Signed-off-by: Allison Henderson <allison.henderson(a)oracle.com>
Reviewed-by: Darrick J. Wong <djwong(a)kernel.org>
Signed-off-by: Darrick J. Wong <djwong(a)kernel.org>
Reviewed-by: Christoph Hellwig <hch(a)lst.de>
[amir: backport to kernels prior to parent pointers to fix an old bug]
A rename operation of a directory (i.e. mv A/C/ B/) may end up changing
three different dquot accounts under the following conditions:
1. user (or group) quotas are enabled
2. A/ B/ and C/ have different owner uids (or gids)
3. A/ blocks shrinks after remove of entry C/
4. B/ blocks grows before adding of entry C/
5. A/ ino <= XFS_DIR2_MAX_SHORT_INUM
6. B/ ino > XFS_DIR2_MAX_SHORT_INUM
7. C/ is converted from sf to block format, because its parent entry
needs to be stored as 8 bytes (see xfs_dir2_sf_replace_needblock)
When all conditions are met (observed in the wild) we get this assertion:
XFS: Assertion failed: qtrx, file: fs/xfs/xfs_trans_dquot.c, line: 207
The upstream commit fixed this bug as a side effect, so decided to apply
it as is rather than changing XFS_QM_TRANS_MAXDQS to 3 in stable kernels.
The Fixes commit below is NOT the commit that introduced the bug, but
for some reason, which is not explained in the commit message, it fixes
the comment to state that highest number of dquots of one type is 3 and
not 2 (which leads to the assertion), without actually fixing it.
The change of wording from "usr, grp OR prj" to "usr, grp and prj"
suggests that there may have been a confusion between "the number of
dquote of one type" and "the number of dquot types" (which is also 3),
so the comment change was only accidentally correct.
Fixes: 10f73d27c8e9 ("xfs: fix the comment explaining xfs_trans_dqlockedjoin")
Cc: stable(a)vger.kernel.org
Signed-off-by: Amir Goldstein <amir73il(a)gmail.com>
---
Christoph,
This is a cognitive challenge. can you say what you where thinking in
2013 when making the comment change in the Fixes commit?
Is my speculation above correct?
Catherine and Leah,
I decided that cherry-pick this upstream commit as is with a commit
message addendum was the best stable tree strategy.

• **Excerpted records**
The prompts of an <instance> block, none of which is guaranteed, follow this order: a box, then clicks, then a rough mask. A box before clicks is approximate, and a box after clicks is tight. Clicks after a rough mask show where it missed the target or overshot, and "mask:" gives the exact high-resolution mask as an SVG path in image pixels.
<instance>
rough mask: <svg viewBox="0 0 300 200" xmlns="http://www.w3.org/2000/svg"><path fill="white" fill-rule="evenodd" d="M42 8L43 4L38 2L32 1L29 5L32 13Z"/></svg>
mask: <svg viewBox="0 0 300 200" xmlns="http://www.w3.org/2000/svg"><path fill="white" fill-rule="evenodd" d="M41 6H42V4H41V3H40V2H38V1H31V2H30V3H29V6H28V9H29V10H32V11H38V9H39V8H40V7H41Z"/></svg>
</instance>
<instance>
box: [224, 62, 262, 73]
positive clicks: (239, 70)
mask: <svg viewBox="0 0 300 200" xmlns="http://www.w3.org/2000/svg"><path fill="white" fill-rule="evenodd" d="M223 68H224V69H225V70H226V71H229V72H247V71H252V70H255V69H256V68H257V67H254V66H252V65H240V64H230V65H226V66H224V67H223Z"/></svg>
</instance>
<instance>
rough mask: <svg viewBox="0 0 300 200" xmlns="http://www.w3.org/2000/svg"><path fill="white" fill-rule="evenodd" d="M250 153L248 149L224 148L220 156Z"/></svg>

==

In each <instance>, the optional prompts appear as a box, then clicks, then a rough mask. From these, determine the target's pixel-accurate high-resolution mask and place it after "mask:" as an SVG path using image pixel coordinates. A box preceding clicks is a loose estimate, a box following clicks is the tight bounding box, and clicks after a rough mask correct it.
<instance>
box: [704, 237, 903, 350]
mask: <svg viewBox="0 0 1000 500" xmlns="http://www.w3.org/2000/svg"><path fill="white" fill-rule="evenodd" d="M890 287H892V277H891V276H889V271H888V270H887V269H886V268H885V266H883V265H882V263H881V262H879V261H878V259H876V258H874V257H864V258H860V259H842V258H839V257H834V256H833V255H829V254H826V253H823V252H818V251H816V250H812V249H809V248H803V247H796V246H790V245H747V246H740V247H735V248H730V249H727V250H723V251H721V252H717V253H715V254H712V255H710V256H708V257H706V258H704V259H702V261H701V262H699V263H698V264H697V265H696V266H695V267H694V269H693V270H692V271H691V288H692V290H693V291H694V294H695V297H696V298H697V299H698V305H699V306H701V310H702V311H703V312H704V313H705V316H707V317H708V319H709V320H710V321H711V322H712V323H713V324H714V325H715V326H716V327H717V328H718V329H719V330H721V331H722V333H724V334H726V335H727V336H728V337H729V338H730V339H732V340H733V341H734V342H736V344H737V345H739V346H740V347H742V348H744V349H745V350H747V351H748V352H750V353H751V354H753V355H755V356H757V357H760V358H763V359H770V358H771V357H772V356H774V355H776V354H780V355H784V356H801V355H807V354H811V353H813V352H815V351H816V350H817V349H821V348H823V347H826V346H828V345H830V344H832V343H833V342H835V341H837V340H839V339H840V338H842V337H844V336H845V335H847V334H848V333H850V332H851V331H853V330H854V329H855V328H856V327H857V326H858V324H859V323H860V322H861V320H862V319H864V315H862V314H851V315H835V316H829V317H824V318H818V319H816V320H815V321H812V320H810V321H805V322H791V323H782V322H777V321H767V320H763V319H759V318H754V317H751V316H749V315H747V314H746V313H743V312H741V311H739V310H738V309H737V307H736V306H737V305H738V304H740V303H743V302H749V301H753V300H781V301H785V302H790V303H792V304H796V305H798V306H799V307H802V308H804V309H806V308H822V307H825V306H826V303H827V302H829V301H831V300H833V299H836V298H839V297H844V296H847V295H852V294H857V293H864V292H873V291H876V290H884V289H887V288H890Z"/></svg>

* * *

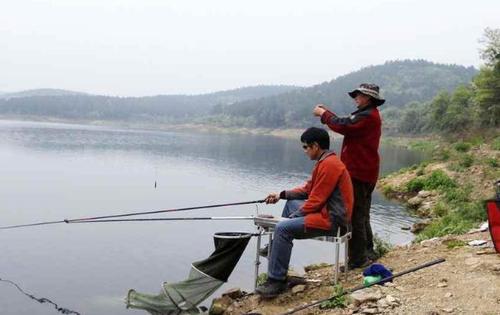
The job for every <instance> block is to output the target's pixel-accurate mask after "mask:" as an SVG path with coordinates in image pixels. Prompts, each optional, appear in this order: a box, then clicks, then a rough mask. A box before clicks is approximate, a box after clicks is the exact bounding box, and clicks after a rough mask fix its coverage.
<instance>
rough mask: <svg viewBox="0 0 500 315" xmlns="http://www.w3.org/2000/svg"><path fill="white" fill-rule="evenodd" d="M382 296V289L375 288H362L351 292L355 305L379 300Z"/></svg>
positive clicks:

• **Work task**
Using the commit message, answer these questions:
1. How many different dquot accounts can a directory rename change under the listed conditions?
2. In which source file and at which line does the assertion fail?
3. What change to stable kernels was passed over in favor of applying the upstream commit unmodified?
The entries above come from a source unrelated to the text.

• **Result for this task**
1. Three.
2. fs/xfs/xfs_trans_dquot.c, line 207.
3. Changing XFS_QM_TRANS_MAXDQS to 3.